### Source document
┌────────
The program concluded with Ludwig van Beethoven’s Symphony No. 2, in D Major, always one of the two most promising keys for an orchestral work. Hymes set a fairly decent tempo in the opening adagio, but her tempo choice for the allegro was noticeably slow. The simple fact is that almost no conductor ever plays Beethoven’s symphonies at the exact tempo the composer, who was an early and enthusiastic adopter of the metronome, specified; they are uniformly performed more slowly than written. In this case, Hymes appeared to take a tempo roughly 10 beats per minute slower than Beethoven’s markings for the first and second movements. The result was a majestic, perhaps even saurian, rendition with the emphasis on power rather than fire and steadiness rather than inflection. A slight degree of discombobulation made itself manifest at first before the Symphony settled themselves to the task and blended their sound into an entrancing single voice, revealing the extent to which Beethoven, unmatched by any other composer, was able to use an entire orchestra as his instrument. They successfully captured the driving thrust within the work that gives the impression of being astride the back of a hunter during a day at the horse show. Hymes led with considerable enthusiasm and animation; Beethoven certainly brings out the best in her orchestral handling.
In the second movement, the emphasis on mini-roles for the woodwinds became more noticeable, with the exchanges among them handled smoothly, especially in the stormy moments. If this symphony very much reflects a day at the horse show, the larghetto can be seen as a series of alternate cuts between two sets of scenes, the relaxation of the spectators with sandwiches and juleps on the lawn and the nervous anticipation of a competitor saddling up in the paddock.
└────────
### Material for this task
┌────────
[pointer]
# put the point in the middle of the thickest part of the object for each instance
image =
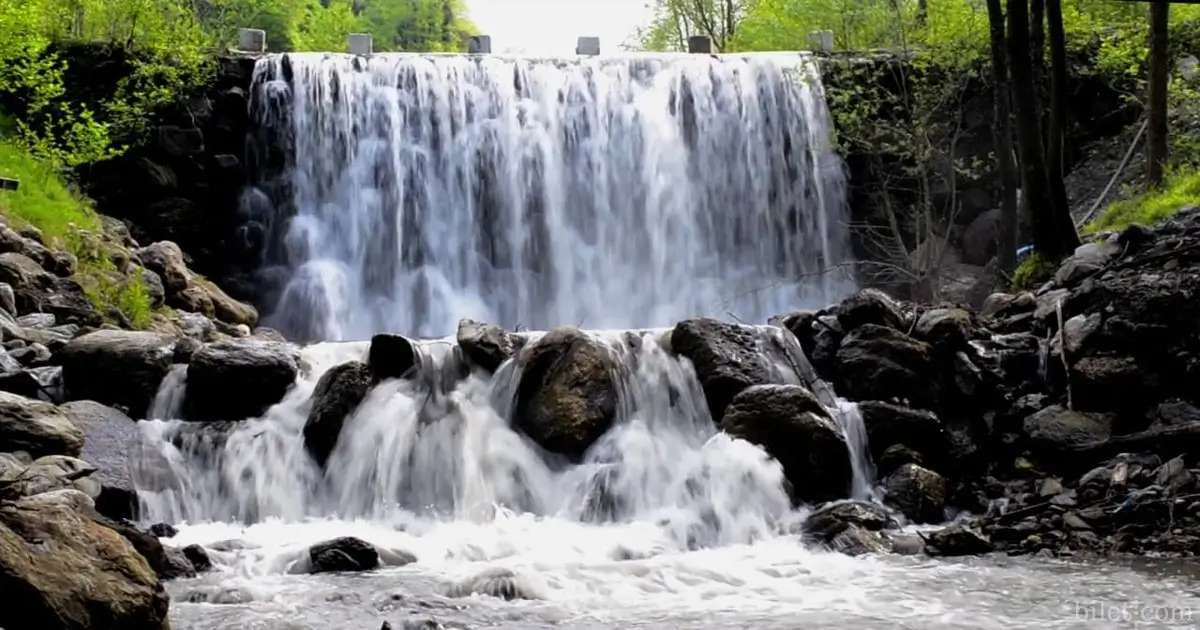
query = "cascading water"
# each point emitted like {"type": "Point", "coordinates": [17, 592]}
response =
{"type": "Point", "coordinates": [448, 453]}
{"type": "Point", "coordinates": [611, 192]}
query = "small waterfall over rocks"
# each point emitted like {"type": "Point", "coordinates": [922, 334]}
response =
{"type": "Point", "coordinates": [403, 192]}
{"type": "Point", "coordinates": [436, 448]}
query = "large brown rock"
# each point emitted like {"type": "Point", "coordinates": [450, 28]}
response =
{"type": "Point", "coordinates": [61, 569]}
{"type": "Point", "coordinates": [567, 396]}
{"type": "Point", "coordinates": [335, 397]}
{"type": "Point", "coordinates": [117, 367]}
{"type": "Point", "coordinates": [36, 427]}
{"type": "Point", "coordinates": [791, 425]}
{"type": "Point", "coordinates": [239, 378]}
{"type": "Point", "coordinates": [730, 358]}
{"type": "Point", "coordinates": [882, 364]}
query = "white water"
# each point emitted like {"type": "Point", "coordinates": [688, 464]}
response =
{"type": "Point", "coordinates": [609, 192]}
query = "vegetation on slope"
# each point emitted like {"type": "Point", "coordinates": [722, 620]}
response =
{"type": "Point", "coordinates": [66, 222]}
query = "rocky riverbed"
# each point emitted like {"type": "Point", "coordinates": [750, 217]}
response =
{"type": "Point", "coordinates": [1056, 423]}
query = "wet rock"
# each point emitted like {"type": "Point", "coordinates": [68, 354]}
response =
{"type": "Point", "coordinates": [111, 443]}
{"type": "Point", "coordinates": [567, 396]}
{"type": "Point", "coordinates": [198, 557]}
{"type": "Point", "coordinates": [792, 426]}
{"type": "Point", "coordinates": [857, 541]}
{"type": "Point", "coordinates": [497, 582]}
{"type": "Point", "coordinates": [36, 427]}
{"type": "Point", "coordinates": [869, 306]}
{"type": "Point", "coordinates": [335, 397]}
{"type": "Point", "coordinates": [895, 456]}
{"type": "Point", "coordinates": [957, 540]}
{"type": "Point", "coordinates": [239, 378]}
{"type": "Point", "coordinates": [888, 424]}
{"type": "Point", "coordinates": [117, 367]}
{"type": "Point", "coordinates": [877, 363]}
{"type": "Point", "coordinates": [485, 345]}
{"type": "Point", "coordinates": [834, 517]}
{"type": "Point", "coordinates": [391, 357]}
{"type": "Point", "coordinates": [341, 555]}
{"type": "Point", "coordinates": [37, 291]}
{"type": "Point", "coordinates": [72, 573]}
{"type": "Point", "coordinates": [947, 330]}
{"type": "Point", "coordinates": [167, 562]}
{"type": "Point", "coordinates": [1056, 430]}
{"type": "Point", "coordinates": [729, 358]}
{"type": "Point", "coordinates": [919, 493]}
└────────
### Given task A
List every Italian tempo term that the review uses to name a section of the symphony.
### Given task B
Pull out each line of the records that contains the word "emitted".
The review and the records have no connection to each other.

### Exercise output A
adagio, allegro, larghetto

### Exercise output B
# each point emitted like {"type": "Point", "coordinates": [17, 592]}
# each point emitted like {"type": "Point", "coordinates": [922, 334]}
# each point emitted like {"type": "Point", "coordinates": [450, 28]}
# each point emitted like {"type": "Point", "coordinates": [688, 464]}
# each point emitted like {"type": "Point", "coordinates": [722, 620]}
# each point emitted like {"type": "Point", "coordinates": [750, 217]}
# each point emitted like {"type": "Point", "coordinates": [68, 354]}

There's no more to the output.